#### Material to process ####

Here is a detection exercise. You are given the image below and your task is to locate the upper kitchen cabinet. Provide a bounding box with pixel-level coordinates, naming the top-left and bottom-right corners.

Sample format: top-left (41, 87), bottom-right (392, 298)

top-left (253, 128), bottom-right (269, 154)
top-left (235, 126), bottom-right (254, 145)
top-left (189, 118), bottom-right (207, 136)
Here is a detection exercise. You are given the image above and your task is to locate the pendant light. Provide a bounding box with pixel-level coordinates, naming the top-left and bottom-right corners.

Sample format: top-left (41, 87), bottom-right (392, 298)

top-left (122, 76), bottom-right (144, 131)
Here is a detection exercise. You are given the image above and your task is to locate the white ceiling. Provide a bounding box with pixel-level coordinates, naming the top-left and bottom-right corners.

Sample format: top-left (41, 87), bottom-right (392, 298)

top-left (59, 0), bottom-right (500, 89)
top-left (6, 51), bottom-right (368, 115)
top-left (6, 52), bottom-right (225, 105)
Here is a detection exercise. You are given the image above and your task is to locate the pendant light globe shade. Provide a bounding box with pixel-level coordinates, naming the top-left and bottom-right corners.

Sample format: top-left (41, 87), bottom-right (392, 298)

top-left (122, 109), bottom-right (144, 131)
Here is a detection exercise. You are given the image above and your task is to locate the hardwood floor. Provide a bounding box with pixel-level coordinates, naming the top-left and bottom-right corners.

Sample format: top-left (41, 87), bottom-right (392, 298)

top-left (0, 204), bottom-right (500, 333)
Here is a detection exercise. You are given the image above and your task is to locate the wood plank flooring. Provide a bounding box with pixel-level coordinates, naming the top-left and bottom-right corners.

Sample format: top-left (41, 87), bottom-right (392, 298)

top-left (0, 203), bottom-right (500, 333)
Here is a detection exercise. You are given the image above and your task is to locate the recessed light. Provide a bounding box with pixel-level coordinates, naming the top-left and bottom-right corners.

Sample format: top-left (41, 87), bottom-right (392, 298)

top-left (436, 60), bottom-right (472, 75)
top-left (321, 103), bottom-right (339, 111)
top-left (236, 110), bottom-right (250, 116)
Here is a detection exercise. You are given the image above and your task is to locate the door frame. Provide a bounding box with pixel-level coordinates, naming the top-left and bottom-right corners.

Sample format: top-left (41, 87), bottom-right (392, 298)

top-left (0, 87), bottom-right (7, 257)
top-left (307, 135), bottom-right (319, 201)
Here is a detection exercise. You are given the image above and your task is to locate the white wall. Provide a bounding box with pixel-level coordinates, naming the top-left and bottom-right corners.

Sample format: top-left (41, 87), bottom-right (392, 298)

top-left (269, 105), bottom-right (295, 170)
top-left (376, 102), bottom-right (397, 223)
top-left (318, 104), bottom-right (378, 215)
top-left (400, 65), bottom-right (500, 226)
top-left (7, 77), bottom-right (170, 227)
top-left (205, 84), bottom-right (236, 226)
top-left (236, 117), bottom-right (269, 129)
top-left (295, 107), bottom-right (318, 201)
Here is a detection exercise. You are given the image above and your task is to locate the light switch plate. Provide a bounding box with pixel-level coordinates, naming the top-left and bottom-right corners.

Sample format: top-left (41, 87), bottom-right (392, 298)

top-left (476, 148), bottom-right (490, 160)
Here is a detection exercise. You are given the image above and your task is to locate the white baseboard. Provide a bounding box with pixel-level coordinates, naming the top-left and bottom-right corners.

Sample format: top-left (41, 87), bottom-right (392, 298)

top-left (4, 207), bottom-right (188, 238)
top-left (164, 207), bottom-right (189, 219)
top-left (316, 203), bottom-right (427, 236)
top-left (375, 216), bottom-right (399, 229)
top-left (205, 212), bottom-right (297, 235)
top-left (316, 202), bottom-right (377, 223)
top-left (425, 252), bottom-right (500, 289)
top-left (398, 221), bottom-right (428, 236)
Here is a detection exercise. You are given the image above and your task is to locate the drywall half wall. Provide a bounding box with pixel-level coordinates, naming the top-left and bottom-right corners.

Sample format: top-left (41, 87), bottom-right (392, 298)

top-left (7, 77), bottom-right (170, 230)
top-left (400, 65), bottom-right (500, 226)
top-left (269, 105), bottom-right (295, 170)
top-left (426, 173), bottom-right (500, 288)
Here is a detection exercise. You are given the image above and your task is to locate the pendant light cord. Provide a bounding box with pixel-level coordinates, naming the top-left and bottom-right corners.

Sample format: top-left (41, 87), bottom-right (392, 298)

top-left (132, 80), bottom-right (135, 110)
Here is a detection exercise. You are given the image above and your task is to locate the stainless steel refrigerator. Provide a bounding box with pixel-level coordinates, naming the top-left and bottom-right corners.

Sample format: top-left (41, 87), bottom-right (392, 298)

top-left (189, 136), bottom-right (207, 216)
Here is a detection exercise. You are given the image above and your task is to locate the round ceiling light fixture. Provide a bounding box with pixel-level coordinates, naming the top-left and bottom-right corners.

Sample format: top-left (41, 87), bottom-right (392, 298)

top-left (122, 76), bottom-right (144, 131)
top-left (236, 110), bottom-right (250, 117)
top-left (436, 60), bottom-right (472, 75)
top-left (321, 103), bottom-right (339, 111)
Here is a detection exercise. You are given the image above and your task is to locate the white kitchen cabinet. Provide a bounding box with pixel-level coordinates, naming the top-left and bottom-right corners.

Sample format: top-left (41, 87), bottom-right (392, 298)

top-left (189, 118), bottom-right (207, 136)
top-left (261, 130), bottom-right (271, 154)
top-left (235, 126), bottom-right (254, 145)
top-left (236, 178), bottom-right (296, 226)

####

Task statement —
Can you pull out every one of the lines above and reproduce them word for word?

Result of this task —
Here is a detection exercise. You are given the image below and your task is to locate the upper kitchen cabinet. Provide a bounding box with pixel-level coordinates, naming the top-left and bottom-right corners.

Sample format: top-left (41, 87), bottom-right (392, 298)

top-left (253, 128), bottom-right (269, 154)
top-left (235, 126), bottom-right (254, 145)
top-left (189, 118), bottom-right (207, 136)
Here is a detection exercise. You are given the image above and your task is to locate the pendant light. Provide a bounding box with pixel-level coordinates, naming the top-left and bottom-right corners.

Sample format: top-left (41, 87), bottom-right (392, 298)

top-left (122, 76), bottom-right (144, 131)
Here is a detection exercise. You are given the image above and your task is to locate the white ceiling. Provide a bounding box with pixel-level coordinates, naming the top-left and bottom-right corners.

Sample format: top-left (41, 87), bottom-right (392, 298)

top-left (59, 0), bottom-right (500, 89)
top-left (6, 51), bottom-right (368, 115)
top-left (6, 52), bottom-right (225, 105)
Here is a detection exercise. You are given the image above and your task is to locate the pendant light globe shade. Provide a bounding box with pixel-level coordinates, naming the top-left and bottom-right corners.

Sample format: top-left (41, 87), bottom-right (392, 298)

top-left (122, 109), bottom-right (144, 131)
Here is a detection exercise. You are given the image above and your task is to locate the hardwood floor. Provide a bounding box with pixel-level coordinates, naming the top-left and bottom-right corners.

Sample format: top-left (41, 87), bottom-right (392, 298)

top-left (0, 204), bottom-right (500, 333)
Here is a detection exercise. You are given the image above and your task is to locate the wood plank flooring. Provide a bounding box with pixel-level coordinates, naming the top-left and bottom-right corners.

Sample format: top-left (41, 87), bottom-right (392, 298)

top-left (0, 203), bottom-right (500, 333)
Here is a detection exercise. You are given the image above and your task is to locate the recessed light. Provide a bounding box with pixel-level coordinates, naming the top-left and bottom-right corners.

Sample format: top-left (41, 87), bottom-right (392, 298)

top-left (436, 60), bottom-right (472, 75)
top-left (321, 103), bottom-right (339, 111)
top-left (236, 110), bottom-right (250, 116)
Here is a detection exercise. You are given the image above and your task is to locate the door frame. Provide a bounding box with pixel-level coordinates, naming the top-left and bottom-right corners.

Sample format: top-left (41, 87), bottom-right (392, 298)

top-left (0, 87), bottom-right (7, 257)
top-left (307, 135), bottom-right (319, 201)
Here is a detection exercise. You are given the image above and your task is to locate the white wall. Provide a bounding box with pixel-level coordinates, naming the top-left and bottom-right corners.

Sample format: top-left (41, 87), bottom-right (392, 298)

top-left (269, 105), bottom-right (295, 170)
top-left (376, 102), bottom-right (397, 223)
top-left (318, 104), bottom-right (378, 215)
top-left (400, 65), bottom-right (500, 226)
top-left (7, 77), bottom-right (170, 227)
top-left (205, 84), bottom-right (236, 226)
top-left (236, 117), bottom-right (269, 129)
top-left (295, 107), bottom-right (318, 201)
Here is a detection exercise. You are given the image above and your task is to locate the light switch plate. Provide a bounding box with pixel-level coordinates, naming the top-left and bottom-right corners.

Sample format: top-left (41, 87), bottom-right (392, 298)

top-left (476, 148), bottom-right (490, 160)
Here is a detection exercise. You are given the image above and your task is to locate the white baseboard. Provide a bounding box with pixel-level coordinates, naming the top-left and bottom-right corners.

Sample format: top-left (41, 87), bottom-right (392, 298)

top-left (4, 207), bottom-right (188, 238)
top-left (164, 207), bottom-right (189, 219)
top-left (316, 203), bottom-right (427, 236)
top-left (375, 216), bottom-right (399, 229)
top-left (205, 212), bottom-right (297, 235)
top-left (316, 202), bottom-right (377, 223)
top-left (425, 252), bottom-right (500, 289)
top-left (398, 221), bottom-right (428, 236)
Here is a detection exercise. You are given the image above and your task is to locate the drywall half wall. Provide a bounding box with pixel-level coordinates, naming the top-left and bottom-right corners.

Sample format: top-left (41, 87), bottom-right (392, 298)

top-left (7, 77), bottom-right (170, 230)
top-left (400, 65), bottom-right (500, 226)
top-left (269, 105), bottom-right (295, 170)
top-left (426, 173), bottom-right (500, 288)
Here is a detection exercise. You are given the image above and your task is to locate the pendant light cord. Provide a bounding box with pixel-level coordinates, naming the top-left and bottom-right corners.

Sample format: top-left (41, 87), bottom-right (392, 298)

top-left (132, 80), bottom-right (135, 110)
Here is a detection exercise. You are given the image above and your task is to locate the stainless steel refrigerator. Provide a bounding box with pixel-level coordinates, naming the top-left and bottom-right corners.

Sample format: top-left (41, 87), bottom-right (392, 298)

top-left (189, 136), bottom-right (207, 216)
Here is a detection exercise. You are given the image above and your task is to locate the round ceiling light fixture. Provide a bounding box with pixel-level coordinates, naming the top-left and bottom-right corners.

Sample format: top-left (41, 87), bottom-right (392, 298)

top-left (122, 76), bottom-right (144, 131)
top-left (236, 110), bottom-right (250, 117)
top-left (436, 60), bottom-right (472, 75)
top-left (321, 103), bottom-right (339, 111)
Here is a detection exercise. You are given the image above and your task is to locate the white kitchen cabinet. Provide a bounding box with pixel-level coordinates, naming the top-left and bottom-right corners.

Sample format: top-left (41, 87), bottom-right (392, 298)

top-left (189, 118), bottom-right (207, 136)
top-left (261, 130), bottom-right (271, 154)
top-left (235, 126), bottom-right (254, 145)
top-left (236, 178), bottom-right (296, 226)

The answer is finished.